The expected output is each line below containing "range", copied in full.

*** Opening of Supplied entries ***

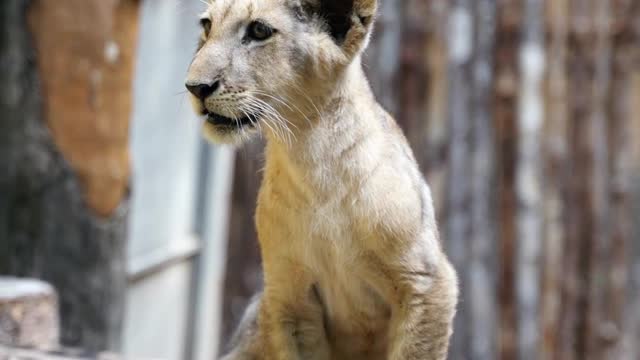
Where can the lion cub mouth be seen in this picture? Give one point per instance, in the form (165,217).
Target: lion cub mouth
(220,120)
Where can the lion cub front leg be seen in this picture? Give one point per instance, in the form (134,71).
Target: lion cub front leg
(291,317)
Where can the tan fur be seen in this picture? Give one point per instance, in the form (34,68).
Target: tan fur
(352,262)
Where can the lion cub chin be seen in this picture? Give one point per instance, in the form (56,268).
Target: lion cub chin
(353,266)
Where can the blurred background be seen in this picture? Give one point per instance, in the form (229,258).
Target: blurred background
(524,115)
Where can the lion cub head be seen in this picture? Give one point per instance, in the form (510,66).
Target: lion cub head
(265,64)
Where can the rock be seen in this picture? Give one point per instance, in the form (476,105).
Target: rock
(28,314)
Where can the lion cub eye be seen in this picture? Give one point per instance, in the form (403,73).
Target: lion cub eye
(206,26)
(259,31)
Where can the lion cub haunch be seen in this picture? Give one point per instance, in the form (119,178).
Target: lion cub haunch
(353,266)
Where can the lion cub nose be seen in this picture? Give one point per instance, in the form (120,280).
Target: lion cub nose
(202,91)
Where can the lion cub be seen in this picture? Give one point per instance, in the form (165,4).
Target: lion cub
(353,267)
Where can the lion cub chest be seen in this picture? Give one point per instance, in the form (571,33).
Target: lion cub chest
(356,316)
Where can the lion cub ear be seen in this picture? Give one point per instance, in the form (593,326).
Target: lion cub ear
(348,21)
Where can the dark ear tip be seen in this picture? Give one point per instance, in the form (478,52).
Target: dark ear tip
(365,20)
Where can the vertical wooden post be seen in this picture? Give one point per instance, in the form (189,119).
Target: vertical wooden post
(64,200)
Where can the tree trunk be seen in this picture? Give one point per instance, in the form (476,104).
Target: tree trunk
(66,103)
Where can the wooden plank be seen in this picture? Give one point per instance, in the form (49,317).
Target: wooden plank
(481,270)
(507,78)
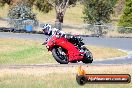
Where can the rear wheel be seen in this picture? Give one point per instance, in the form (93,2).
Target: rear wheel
(60,55)
(88,57)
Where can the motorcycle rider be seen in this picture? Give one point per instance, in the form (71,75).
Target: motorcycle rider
(49,31)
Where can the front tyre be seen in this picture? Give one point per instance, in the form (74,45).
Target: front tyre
(60,55)
(88,57)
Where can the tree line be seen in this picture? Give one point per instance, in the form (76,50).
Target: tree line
(95,11)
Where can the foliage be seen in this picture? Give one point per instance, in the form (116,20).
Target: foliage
(3,2)
(126,18)
(19,14)
(98,11)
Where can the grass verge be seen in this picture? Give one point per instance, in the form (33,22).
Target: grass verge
(14,51)
(30,78)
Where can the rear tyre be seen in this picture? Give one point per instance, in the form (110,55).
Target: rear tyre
(88,57)
(60,55)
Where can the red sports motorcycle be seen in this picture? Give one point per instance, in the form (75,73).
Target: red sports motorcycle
(68,48)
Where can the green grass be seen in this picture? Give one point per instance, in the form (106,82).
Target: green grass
(14,51)
(60,80)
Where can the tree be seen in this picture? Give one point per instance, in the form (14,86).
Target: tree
(98,12)
(126,18)
(19,14)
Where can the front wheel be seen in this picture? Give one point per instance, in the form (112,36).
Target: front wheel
(88,57)
(60,55)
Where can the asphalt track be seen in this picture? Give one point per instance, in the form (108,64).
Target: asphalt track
(119,43)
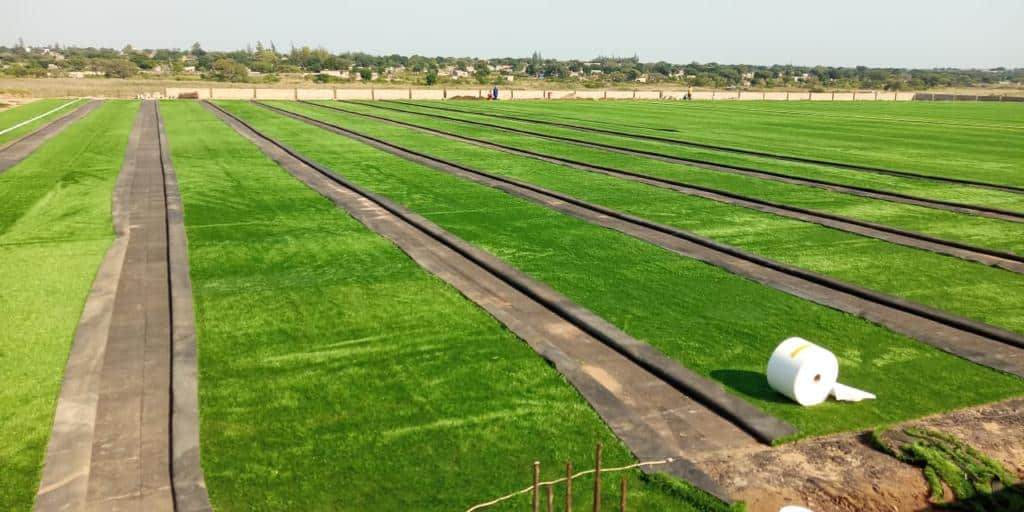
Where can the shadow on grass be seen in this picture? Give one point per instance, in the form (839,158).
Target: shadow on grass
(752,384)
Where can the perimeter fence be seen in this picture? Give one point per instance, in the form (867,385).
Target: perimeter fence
(543,493)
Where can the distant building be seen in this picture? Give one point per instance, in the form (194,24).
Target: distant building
(83,74)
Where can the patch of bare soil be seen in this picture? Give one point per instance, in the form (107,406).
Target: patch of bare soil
(845,473)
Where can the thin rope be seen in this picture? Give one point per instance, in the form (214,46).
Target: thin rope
(559,480)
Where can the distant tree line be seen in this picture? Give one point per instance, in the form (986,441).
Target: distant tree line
(264,62)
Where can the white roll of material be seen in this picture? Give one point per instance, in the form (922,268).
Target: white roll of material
(803,371)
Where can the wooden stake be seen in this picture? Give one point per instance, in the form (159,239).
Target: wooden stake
(622,496)
(597,478)
(568,486)
(537,486)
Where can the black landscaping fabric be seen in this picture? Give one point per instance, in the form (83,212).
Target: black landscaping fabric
(970,339)
(16,151)
(112,442)
(1001,259)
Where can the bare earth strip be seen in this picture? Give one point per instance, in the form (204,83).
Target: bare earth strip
(844,473)
(19,150)
(111,446)
(653,419)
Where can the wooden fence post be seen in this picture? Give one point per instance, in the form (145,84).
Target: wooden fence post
(622,496)
(568,486)
(597,478)
(537,486)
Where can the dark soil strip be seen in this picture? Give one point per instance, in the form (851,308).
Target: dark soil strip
(738,151)
(973,340)
(632,386)
(16,151)
(1005,260)
(186,473)
(112,442)
(748,171)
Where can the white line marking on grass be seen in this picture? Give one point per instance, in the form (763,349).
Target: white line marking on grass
(23,123)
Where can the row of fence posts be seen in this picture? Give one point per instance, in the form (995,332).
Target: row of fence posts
(550,488)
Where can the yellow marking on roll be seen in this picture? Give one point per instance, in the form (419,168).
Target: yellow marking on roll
(797,350)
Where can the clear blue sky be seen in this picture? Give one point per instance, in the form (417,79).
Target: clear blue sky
(897,33)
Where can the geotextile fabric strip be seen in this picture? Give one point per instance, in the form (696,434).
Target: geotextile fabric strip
(120,436)
(1001,259)
(753,153)
(982,343)
(978,210)
(16,151)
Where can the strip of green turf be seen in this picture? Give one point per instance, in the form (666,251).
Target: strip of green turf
(24,113)
(957,115)
(912,186)
(984,293)
(337,374)
(948,225)
(715,323)
(972,153)
(54,229)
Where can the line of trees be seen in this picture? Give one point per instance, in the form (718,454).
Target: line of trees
(265,62)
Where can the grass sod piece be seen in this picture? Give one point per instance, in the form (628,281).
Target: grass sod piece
(337,374)
(971,153)
(967,228)
(976,480)
(988,294)
(55,227)
(960,116)
(24,113)
(912,186)
(716,324)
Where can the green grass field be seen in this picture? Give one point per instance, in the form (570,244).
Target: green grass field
(54,229)
(337,374)
(949,225)
(983,293)
(12,117)
(717,324)
(980,152)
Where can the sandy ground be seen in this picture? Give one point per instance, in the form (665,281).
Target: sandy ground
(845,473)
(130,88)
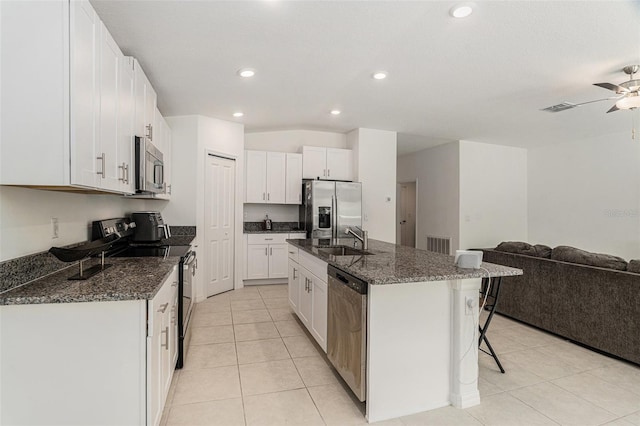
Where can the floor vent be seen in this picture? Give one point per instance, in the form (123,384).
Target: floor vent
(439,244)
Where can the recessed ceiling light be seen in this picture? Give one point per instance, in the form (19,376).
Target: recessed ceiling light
(246,72)
(461,10)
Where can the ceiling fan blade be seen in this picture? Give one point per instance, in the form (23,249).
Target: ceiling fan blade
(568,105)
(614,87)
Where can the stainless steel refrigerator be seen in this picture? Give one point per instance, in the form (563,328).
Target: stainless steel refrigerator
(329,208)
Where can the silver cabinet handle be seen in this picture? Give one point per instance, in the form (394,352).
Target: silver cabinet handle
(166,338)
(103,165)
(124,173)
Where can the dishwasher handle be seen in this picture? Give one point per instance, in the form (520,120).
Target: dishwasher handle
(348,280)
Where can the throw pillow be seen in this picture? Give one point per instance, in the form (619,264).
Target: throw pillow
(574,255)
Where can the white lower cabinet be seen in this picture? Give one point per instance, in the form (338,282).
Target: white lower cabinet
(308,293)
(89,363)
(266,256)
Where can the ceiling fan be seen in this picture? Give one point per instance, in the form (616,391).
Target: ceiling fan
(628,94)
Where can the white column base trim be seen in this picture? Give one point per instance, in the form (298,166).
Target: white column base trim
(465,401)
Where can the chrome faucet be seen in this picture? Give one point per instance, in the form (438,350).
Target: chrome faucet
(364,239)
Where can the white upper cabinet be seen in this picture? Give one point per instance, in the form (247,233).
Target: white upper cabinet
(126,114)
(65,95)
(256,176)
(293,190)
(265,177)
(163,142)
(339,164)
(327,163)
(86,158)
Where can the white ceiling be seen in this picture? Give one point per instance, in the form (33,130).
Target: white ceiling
(483,78)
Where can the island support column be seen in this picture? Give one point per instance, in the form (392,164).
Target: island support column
(464,345)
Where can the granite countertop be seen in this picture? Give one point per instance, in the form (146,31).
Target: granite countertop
(133,278)
(276,228)
(393,264)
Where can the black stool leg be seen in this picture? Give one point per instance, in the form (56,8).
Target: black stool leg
(483,329)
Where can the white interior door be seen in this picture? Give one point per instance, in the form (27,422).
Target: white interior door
(219,224)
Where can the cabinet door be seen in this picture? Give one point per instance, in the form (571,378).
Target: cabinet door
(126,120)
(278,260)
(294,286)
(305,303)
(319,297)
(294,179)
(314,160)
(255,182)
(276,180)
(154,361)
(109,71)
(339,164)
(257,261)
(84,100)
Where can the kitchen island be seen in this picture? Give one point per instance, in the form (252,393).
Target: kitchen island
(421,338)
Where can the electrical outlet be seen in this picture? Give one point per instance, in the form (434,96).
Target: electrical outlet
(54,228)
(470,305)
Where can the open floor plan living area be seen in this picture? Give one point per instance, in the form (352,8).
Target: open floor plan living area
(310,212)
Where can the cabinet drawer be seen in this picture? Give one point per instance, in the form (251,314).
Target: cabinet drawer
(267,238)
(293,252)
(298,236)
(316,266)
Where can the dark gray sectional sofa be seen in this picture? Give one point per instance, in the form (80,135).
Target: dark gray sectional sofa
(597,307)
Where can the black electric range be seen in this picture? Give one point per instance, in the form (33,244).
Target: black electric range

*** Close of Supplied entries ***

### Task output
Where can the black electric range be seen in this picture? Give one point per instance, in the form (33,244).
Target: black electric range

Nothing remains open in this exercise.